== Task prompt ==
Can you quote the story of the family's debt word for word, starting at the words "Business was a" and stopping after "gun him down."?

Text for analysis Start Marker

Business was a success; they were returning from Astana (capital of Kazakhstan) with about 5000 U.S. dollars in cash.

On the way back, they were stopped and assaulted by thieves. In the steppes of Kazakhstan, organised crime is common; we heard about it first hand when we were there. They beat up Father's friend and took Father to the forest. They took all his money and were about to gun him down.
Janela remembers what he then told his kidnappers:
"I know you can kill me; but if you do; the youngest of my five children will never remember me."
They let him live, maybe because, as we learned in Kazakhstan, even bandits live by a certain code.
When Father returned to his village without the money, he lost all respect from his friends and even from his family.
"Here, if you have nothing, you are not a person.", Janela explains. His own brother abandonned him.

As weird as it may seem to most of my readers, few people from the village cared about his story and they all wanted their money back. And Father kept his promise, he gave back every penny. But at his own expense: he borrowed the sum from a bank. In a country like Kyrgyzstan, $5000 is more than a four year salary. The bank accepted to do him credit but only at the dangerously high percentage of about 13%.
It became soon obvious that the poor fruit and vegetable family business won't be enough to cover the debts. And believe me, banks in Kyrgyzstan have a lot in common with sharks. You don't want to be in their debt. That is why Father had to borrow money from another bank, to give the money back to the first bank.
After a while, he had to borrow from a private person for as high as 50%. Nowadays, the family is nowhere near paying back even the interests, let alone the initial sum. As a result, the debt has soared up to 15,000 dollars which is a sum they just cannot afford.

Father has faced the catastrophe bravely but always honestly. He has sold his sheep, his cows, his car and his horses. He has sold all 4 hectars of his land. His house serves as a guarantee for the bank and therefore it may be siezed.

His children have grown up, two of them have married. They have their own families to care about. Two of them work in russia, desperately trying to pay back the family debt. Janela is one of them. She sells fruits in Russia with an asshole boss who wants to sleep with her. In europe this would be called sexual harassment, nothing less.
Her brother works at a construction site and I am not even starting about the security conditions of such jobs in this region.
This is not enough and they all know it. They are strong people so they keep working and keep hope. But sometimes it is too much. Mother couldn't take the stress anymore, she became very sick and suffered two heart attacks. Everyone is very worried even though they try to hide it. Sometimes it's too much for Janela too. She didn't notice me when I woke up in the morning. I saw her silently praying in her room. I am not one too receptive to emotions but I could feel the desperation in the act.

The story I just told could be a disney story but without a disney ending. And it fucking sucks. I dance with Janela before we leave. She's dressed in pink with a little white. She dances on rock music for the first time. She isn't nervous anymore; she moves like the wind. She likes to dance and she knows how to sing. She is 24, wears a smile with just a little stress. A smile because she has hope, stress because she is losing it. Her voice shakes a little, like a groupie at a concert, like a naive little girl. Her hands tremble a bit when she holds her camera for our goodbye picture. And suddenly I see that behind that camera is one of the bravest people I know.
I also know that she needs help, that her hope is a leaking bottle, that she won't hold forever. I don't want her to destroy herself like her mother did. And there are just 15,000 dollars, stupid pieces of paper that separate her from a happy life. So if you can help, please do, it's not everyday you can actually buy a happy ending!

Text for analysis End Marker
Dataset content Start Marker

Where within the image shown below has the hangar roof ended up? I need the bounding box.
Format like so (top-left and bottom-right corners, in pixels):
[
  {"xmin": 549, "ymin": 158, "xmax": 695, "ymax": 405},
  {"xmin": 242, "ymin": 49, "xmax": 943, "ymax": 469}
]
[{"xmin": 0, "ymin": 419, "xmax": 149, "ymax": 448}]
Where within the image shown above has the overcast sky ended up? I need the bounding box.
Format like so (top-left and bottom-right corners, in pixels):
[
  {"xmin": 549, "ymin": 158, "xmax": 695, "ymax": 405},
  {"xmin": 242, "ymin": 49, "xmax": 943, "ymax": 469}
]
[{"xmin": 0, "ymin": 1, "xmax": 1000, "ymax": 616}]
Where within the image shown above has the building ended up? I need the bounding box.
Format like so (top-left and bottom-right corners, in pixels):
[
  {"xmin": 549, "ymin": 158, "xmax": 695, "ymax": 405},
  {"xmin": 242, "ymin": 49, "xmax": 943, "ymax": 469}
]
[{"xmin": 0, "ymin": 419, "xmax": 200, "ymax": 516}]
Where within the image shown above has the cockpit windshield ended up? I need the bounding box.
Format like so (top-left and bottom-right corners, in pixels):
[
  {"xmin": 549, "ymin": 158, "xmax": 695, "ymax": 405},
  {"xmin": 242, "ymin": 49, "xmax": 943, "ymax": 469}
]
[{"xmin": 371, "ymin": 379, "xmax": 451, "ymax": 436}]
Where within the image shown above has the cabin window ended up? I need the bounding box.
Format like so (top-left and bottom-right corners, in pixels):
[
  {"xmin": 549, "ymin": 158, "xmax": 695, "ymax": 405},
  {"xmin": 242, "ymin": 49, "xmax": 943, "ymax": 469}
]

Dataset content End Marker

== Answer space ==
Business was a success; they were returning from Astana (capital of Kazakhstan) with about 5000 U.S. dollars in cash.

On the way back, they were stopped and assaulted by thieves. In the steppes of Kazakhstan, organised crime is common; we heard about it first hand when we were there. They beat up Father's friend and took Father to the forest. They took all his money and were about to gun him down.